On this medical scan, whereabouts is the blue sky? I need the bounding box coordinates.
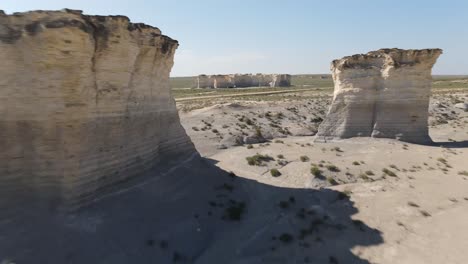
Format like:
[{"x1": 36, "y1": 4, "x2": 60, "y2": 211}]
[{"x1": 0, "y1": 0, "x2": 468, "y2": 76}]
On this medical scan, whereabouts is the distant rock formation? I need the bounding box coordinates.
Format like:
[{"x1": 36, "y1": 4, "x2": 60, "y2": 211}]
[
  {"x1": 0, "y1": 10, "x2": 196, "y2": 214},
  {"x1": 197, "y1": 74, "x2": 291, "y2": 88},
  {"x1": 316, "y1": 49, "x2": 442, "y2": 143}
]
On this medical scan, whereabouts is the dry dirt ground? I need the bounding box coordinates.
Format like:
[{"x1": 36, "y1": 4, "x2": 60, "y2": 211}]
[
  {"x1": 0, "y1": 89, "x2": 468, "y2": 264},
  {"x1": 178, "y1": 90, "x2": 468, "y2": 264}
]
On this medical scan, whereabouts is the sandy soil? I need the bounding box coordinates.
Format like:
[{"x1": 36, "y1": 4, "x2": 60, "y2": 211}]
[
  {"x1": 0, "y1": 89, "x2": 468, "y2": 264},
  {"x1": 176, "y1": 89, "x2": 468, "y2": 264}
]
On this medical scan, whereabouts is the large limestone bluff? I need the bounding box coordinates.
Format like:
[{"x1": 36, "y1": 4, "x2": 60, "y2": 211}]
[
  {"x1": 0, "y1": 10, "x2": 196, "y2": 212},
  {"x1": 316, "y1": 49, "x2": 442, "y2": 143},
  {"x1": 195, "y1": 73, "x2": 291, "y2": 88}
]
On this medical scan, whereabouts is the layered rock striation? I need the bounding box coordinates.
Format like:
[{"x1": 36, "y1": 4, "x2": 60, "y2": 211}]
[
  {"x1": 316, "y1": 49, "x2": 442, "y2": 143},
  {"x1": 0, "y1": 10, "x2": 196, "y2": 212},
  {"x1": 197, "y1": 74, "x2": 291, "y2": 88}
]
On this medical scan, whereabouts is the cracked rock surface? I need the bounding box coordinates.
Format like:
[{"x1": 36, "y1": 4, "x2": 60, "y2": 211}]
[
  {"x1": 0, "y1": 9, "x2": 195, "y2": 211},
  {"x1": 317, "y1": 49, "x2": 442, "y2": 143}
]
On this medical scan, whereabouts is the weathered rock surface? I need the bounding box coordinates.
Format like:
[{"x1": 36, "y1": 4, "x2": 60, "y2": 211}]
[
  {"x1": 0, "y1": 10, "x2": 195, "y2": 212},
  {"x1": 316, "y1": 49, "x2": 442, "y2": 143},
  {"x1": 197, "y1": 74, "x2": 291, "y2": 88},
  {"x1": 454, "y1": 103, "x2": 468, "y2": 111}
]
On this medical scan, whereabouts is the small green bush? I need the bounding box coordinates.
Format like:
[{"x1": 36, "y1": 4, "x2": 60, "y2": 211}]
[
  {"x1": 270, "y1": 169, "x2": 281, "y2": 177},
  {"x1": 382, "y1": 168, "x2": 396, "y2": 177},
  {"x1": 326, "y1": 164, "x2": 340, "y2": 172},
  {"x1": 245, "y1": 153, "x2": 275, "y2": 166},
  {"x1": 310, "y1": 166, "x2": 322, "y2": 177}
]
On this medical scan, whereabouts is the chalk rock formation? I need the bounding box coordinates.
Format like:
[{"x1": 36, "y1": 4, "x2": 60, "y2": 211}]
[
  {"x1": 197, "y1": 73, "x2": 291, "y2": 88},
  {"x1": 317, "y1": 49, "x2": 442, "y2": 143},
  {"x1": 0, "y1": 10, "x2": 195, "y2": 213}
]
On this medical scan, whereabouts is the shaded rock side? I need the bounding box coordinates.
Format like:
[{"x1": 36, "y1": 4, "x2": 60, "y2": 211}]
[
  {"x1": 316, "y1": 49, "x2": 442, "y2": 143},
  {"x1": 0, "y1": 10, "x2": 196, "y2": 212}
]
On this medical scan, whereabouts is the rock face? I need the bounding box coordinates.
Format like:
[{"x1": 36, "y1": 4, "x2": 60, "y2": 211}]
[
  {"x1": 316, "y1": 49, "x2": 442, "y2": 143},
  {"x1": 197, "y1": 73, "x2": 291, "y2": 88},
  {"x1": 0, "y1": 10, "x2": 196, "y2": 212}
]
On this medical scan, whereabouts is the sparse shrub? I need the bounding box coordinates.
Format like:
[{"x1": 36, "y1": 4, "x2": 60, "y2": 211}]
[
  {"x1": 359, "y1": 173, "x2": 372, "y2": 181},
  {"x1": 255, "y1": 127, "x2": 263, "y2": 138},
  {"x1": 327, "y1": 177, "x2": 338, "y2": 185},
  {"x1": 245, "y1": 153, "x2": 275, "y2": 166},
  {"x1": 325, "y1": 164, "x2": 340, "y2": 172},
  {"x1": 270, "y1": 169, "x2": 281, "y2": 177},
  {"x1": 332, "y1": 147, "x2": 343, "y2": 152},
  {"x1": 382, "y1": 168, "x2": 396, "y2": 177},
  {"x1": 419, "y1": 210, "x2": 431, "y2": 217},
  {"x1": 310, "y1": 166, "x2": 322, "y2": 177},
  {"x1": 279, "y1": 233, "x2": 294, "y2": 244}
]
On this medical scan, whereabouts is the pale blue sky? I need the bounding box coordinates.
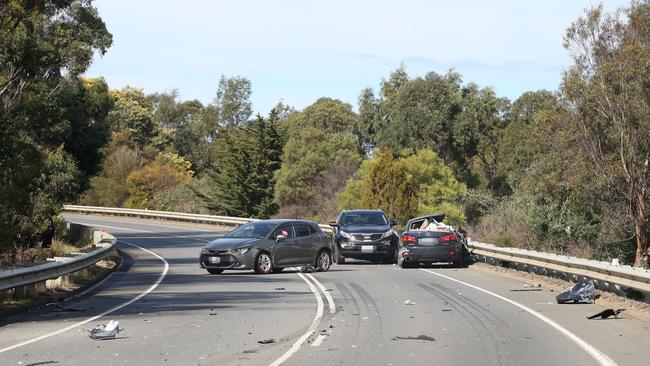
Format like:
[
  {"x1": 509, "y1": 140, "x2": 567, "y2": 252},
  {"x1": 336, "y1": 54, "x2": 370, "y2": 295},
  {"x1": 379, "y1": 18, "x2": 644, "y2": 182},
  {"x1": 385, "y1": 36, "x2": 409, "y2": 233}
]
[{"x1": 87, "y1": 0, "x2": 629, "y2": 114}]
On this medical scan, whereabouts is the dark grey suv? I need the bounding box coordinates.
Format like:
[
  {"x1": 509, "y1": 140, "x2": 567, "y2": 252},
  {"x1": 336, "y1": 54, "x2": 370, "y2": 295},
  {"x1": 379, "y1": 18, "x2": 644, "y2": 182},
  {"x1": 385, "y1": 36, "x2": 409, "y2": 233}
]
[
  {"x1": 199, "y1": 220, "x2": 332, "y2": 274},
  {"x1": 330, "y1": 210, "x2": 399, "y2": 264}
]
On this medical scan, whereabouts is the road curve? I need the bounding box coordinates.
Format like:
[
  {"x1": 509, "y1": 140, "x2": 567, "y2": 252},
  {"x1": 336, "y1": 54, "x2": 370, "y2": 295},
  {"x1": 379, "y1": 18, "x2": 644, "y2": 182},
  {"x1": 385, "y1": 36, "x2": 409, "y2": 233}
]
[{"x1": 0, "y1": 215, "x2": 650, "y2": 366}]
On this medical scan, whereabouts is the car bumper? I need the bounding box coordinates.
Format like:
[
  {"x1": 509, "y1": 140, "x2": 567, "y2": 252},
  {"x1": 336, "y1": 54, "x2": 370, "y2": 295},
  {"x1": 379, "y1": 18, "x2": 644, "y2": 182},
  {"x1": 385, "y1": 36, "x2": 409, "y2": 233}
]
----------------
Required task: Which lines above contain the word "surface"? Copy each of them out in full.

The reply:
On this medical scan, whereabouts is the cracked rock surface? I need the bounding box coordinates.
On this medical scan, whereabouts is the weathered rock surface? I need the bounding box coordinates.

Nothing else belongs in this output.